WHAT IS REQUIRED – Please lay out all of the data below as a Markdown table with the columns Number and Line, giving each non-blank line its own numbered row. Skip blank lines and leave the pictures out.

RECORDS FOR THIS EXERCISE –

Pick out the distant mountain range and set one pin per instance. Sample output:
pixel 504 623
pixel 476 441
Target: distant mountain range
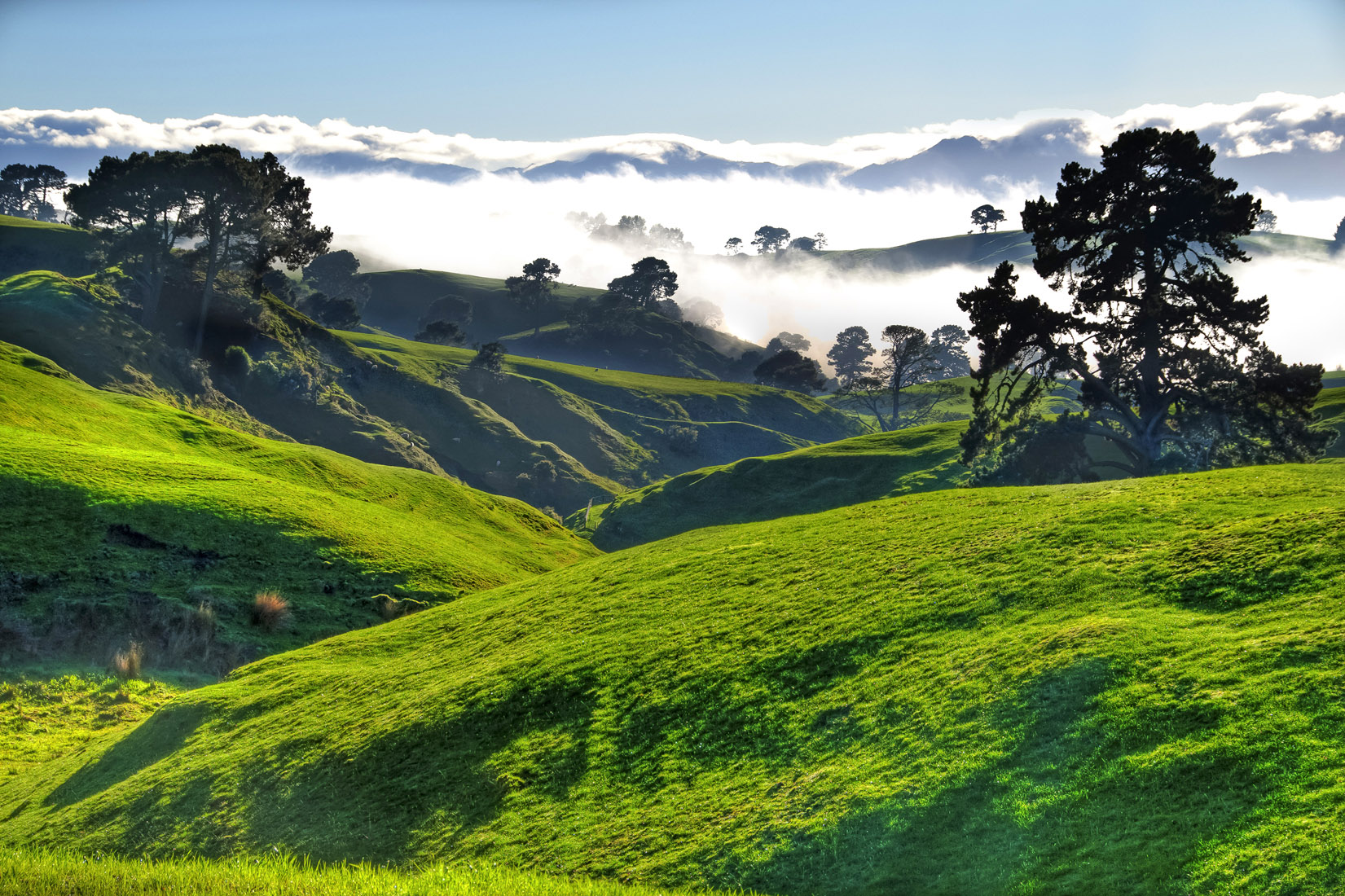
pixel 1281 143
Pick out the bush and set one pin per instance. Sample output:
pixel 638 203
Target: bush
pixel 270 610
pixel 237 363
pixel 125 664
pixel 682 439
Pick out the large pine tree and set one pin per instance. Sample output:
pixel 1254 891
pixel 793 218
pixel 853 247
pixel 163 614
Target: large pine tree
pixel 1169 362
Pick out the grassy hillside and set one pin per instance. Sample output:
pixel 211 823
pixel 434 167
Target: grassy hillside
pixel 34 245
pixel 62 873
pixel 124 518
pixel 397 301
pixel 1123 687
pixel 799 482
pixel 620 424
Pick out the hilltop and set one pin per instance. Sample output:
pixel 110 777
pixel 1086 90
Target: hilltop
pixel 123 518
pixel 1105 687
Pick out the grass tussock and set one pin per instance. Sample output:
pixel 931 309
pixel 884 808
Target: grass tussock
pixel 127 664
pixel 270 611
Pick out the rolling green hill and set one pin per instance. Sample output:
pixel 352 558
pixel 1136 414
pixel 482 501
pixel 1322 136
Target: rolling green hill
pixel 123 518
pixel 1122 687
pixel 386 400
pixel 799 482
pixel 34 245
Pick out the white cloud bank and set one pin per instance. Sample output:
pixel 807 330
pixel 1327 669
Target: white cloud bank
pixel 1272 123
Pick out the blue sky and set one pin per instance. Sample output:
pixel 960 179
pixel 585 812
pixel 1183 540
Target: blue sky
pixel 543 70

OUTPUT FOR THIS TASK –
| Number | Line |
|---|---|
| 1 | Pick out the distant mountain range and set one pin per instance. Sample output: |
| 2 | pixel 504 623 |
| 3 | pixel 476 441 |
| 4 | Target: distant mountain range |
| 5 | pixel 1281 143 |
| 6 | Pick out the bush and set one pin per instance. Sample output: |
| 7 | pixel 638 203 |
| 8 | Target: bush |
| 9 | pixel 270 610 |
| 10 | pixel 237 363 |
| 11 | pixel 125 664 |
| 12 | pixel 682 439 |
| 13 | Pick out the large pine tree and set one pin per instance. Sample output: |
| 14 | pixel 1254 891 |
| 15 | pixel 793 218 |
| 16 | pixel 853 247 |
| 17 | pixel 163 614 |
| 18 | Target: large pine tree |
| 19 | pixel 1169 362 |
| 20 | Pick out the grassy hillside and set one pin per instance. Sample output: |
| 21 | pixel 211 823 |
| 22 | pixel 434 167 |
| 23 | Target: grassy hillside |
| 24 | pixel 34 245 |
| 25 | pixel 62 873 |
| 26 | pixel 124 518 |
| 27 | pixel 397 301 |
| 28 | pixel 1123 687 |
| 29 | pixel 799 482 |
| 30 | pixel 620 424 |
| 31 | Pick out the hilltop and set one pin per instance. Sample output: |
| 32 | pixel 110 777 |
| 33 | pixel 1086 90 |
| 34 | Target: hilltop |
| 35 | pixel 123 518 |
| 36 | pixel 1105 687 |
| 37 | Pick out the grass tussock and set one pin per instance. Sample output: |
| 38 | pixel 931 309 |
| 39 | pixel 884 808 |
| 40 | Target: grass tussock |
| 41 | pixel 127 664 |
| 42 | pixel 270 611 |
| 43 | Pick out the rolling green hill and set one pin per instance. Sample output: |
| 44 | pixel 352 558 |
| 45 | pixel 1136 414 |
| 46 | pixel 482 501 |
| 47 | pixel 1322 136 |
| 48 | Target: rolling green hill |
| 49 | pixel 123 518 |
| 50 | pixel 1122 687 |
| 51 | pixel 386 400 |
| 52 | pixel 799 482 |
| 53 | pixel 34 245 |
| 54 | Pick out the white cloud bank and set one pin per instance. Sample output: |
| 55 | pixel 807 330 |
| 56 | pixel 1327 669 |
| 57 | Target: white cloud bank |
| 58 | pixel 1272 123 |
| 59 | Pick out the blue sky and set one pin per instance. Sample output: |
| 60 | pixel 960 179 |
| 61 | pixel 585 812 |
| 62 | pixel 1183 540 |
| 63 | Target: blue sky |
| 64 | pixel 543 70 |